#### Prompt:
Lay out the lines from the one containing "Mark the calm" through the end of the records as a JSON list of strings, one string per line, leaving out blank lines.

Location labeling records
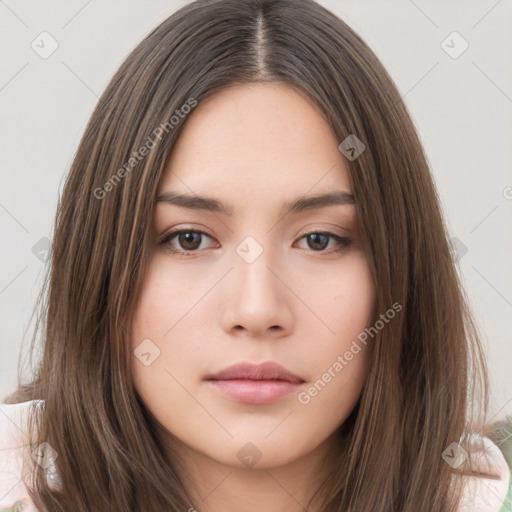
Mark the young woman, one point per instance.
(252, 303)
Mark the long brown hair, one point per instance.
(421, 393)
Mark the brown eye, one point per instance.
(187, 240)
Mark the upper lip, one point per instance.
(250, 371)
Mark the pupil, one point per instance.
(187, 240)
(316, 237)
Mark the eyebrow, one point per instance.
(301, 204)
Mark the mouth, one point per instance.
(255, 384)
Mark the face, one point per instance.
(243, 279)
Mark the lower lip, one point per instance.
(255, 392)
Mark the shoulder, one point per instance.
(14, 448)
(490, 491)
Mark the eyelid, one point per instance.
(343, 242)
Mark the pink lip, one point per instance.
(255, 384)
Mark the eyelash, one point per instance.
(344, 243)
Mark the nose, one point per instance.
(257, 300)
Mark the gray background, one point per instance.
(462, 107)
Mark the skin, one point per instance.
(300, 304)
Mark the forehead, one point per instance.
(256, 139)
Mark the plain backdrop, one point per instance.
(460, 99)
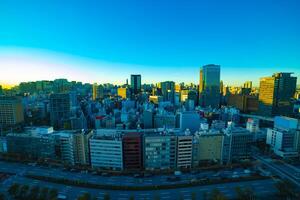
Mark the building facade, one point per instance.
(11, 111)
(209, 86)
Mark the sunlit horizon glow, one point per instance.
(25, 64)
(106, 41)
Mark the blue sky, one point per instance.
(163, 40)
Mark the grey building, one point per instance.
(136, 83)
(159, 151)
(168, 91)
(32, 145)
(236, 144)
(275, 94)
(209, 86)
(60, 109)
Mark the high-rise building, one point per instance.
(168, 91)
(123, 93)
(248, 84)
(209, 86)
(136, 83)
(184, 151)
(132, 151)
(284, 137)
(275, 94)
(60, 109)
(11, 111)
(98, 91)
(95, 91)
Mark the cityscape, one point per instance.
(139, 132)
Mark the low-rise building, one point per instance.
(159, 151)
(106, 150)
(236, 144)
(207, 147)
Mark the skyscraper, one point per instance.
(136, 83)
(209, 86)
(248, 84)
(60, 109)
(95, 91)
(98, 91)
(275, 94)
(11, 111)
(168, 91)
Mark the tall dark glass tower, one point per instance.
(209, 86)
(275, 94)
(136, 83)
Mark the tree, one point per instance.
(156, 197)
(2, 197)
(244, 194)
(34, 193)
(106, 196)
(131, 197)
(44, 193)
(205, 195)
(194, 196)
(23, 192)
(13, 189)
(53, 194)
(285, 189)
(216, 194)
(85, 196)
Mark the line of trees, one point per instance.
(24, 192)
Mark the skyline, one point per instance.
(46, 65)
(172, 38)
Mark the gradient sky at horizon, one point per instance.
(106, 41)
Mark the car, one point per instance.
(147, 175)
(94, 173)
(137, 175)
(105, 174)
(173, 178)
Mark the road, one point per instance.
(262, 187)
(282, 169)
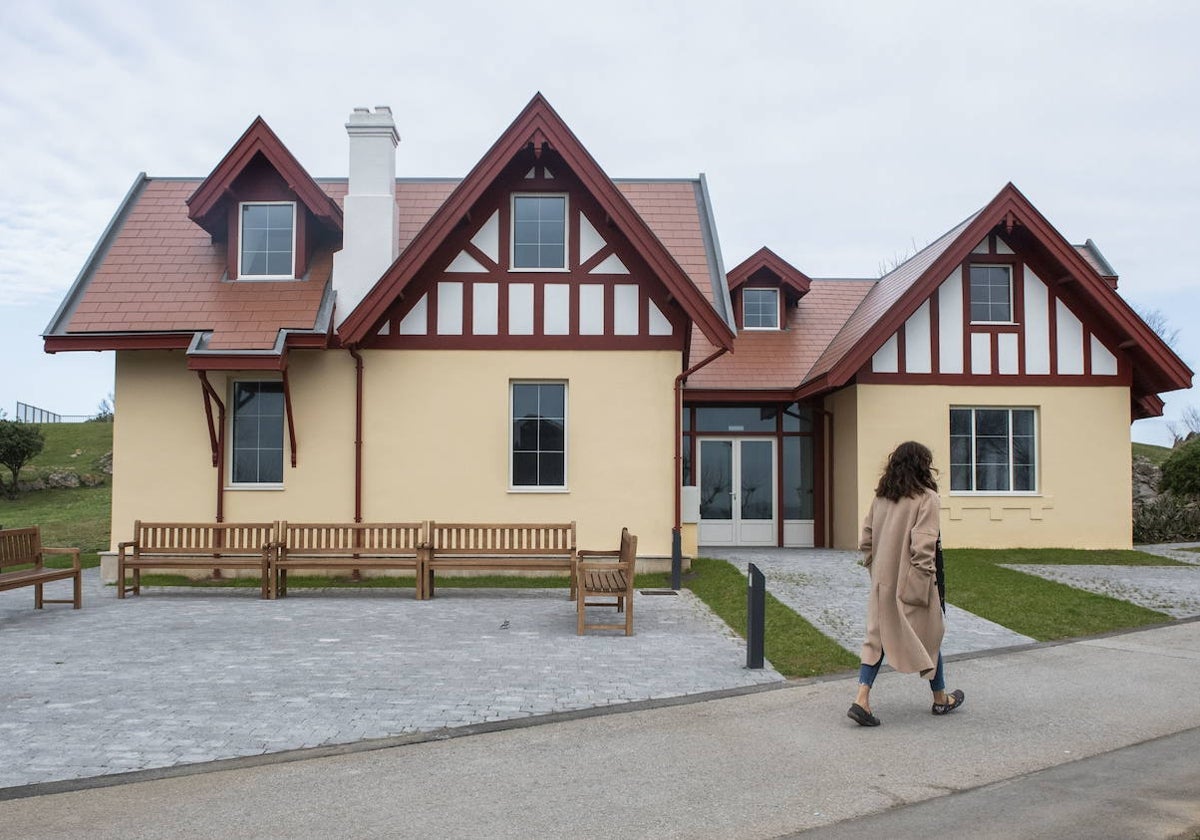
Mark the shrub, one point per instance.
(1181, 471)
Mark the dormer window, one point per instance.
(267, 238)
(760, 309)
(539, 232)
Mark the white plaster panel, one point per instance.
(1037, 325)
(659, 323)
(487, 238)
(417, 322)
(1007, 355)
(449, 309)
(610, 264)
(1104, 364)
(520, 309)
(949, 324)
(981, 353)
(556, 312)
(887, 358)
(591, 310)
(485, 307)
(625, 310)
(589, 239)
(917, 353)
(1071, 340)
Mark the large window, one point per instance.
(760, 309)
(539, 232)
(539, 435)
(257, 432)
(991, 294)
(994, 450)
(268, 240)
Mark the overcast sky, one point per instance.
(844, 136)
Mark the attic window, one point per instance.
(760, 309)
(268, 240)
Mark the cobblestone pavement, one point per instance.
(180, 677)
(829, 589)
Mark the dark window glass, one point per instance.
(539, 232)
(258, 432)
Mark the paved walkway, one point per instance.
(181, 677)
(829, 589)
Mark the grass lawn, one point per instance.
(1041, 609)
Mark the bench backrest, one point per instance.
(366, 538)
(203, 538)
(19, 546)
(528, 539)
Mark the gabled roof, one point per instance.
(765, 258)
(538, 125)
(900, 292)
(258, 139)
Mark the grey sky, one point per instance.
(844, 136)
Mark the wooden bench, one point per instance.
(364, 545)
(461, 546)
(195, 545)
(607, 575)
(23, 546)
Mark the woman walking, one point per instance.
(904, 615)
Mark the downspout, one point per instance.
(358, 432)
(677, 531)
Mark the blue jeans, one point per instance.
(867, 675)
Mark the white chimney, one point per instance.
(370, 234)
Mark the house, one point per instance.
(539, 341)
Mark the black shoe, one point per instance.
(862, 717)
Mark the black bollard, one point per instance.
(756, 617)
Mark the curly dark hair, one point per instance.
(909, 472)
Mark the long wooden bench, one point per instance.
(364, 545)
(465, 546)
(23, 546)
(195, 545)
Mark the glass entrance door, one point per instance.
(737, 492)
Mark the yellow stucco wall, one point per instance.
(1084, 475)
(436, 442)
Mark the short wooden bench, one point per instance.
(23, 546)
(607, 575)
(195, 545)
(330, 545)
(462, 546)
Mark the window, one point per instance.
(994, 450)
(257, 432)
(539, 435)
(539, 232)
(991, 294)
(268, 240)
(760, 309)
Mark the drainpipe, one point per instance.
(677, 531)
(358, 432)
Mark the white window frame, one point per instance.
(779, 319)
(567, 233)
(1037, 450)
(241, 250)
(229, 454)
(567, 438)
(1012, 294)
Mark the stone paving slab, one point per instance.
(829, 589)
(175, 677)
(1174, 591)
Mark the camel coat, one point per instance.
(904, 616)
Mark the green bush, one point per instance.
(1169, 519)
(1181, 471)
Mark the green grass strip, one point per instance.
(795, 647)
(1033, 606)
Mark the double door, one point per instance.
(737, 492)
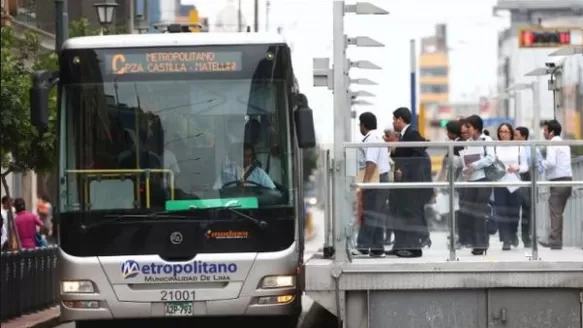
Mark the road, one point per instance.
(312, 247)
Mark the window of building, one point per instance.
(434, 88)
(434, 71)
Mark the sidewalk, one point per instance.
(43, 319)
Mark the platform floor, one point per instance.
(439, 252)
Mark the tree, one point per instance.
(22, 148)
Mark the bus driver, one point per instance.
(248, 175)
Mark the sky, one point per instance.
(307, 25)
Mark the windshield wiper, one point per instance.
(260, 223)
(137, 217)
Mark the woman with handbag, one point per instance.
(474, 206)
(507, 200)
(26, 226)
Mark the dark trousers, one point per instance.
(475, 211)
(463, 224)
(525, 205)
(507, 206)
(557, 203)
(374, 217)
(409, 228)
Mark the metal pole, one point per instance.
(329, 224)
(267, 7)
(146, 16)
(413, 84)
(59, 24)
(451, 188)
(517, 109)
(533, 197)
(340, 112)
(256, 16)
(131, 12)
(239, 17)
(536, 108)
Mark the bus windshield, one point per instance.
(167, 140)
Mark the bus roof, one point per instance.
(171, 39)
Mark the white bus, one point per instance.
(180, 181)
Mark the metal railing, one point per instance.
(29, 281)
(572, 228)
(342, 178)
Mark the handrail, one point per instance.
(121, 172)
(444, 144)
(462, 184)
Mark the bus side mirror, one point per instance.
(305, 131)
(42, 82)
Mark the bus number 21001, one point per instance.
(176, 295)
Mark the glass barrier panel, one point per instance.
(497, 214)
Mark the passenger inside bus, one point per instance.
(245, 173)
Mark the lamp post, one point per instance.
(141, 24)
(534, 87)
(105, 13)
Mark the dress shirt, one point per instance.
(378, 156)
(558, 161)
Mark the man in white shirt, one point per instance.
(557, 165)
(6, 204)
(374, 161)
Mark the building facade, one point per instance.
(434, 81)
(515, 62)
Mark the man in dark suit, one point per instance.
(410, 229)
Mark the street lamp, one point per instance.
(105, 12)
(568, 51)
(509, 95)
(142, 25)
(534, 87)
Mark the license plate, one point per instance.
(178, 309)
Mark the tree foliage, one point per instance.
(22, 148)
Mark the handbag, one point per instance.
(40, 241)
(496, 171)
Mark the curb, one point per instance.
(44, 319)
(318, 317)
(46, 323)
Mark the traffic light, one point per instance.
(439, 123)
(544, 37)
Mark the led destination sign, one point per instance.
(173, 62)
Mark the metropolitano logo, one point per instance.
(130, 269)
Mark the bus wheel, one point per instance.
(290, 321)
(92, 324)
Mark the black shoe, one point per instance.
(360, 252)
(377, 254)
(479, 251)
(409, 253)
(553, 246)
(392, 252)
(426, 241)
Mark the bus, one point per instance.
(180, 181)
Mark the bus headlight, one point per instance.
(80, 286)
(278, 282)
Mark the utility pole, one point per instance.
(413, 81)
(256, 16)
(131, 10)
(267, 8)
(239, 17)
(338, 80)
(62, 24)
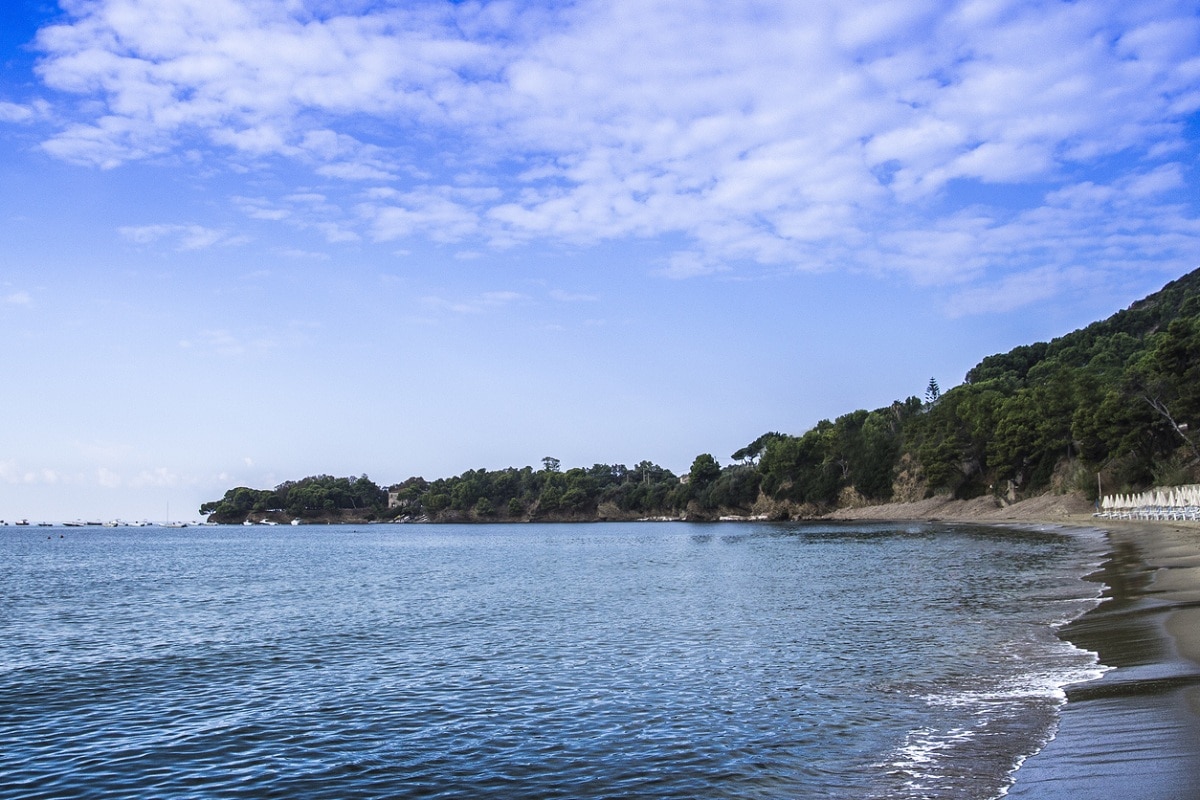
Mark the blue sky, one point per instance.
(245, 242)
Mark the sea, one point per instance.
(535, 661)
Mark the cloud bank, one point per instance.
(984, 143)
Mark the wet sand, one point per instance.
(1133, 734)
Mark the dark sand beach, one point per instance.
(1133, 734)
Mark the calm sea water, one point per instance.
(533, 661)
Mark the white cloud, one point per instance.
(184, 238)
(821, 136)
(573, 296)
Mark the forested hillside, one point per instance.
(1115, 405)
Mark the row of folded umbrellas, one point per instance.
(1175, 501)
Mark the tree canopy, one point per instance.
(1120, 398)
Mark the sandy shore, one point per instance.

#### Exercise answer:
[
  "Mark the calm sea water, one point per instance.",
  "(533, 661)",
  "Mark the white cloud, one point per instance.",
  "(184, 238)",
  "(821, 136)",
  "(573, 296)",
  "Mark the forested hillside, one point per instance.",
  "(1115, 405)",
  "Mark the row of folded umbrellas, one point per instance.",
  "(1175, 501)",
  "Mark the tree canopy, one point per instance.",
  "(1120, 398)",
  "Mark the sandy shore, one point per instance."
]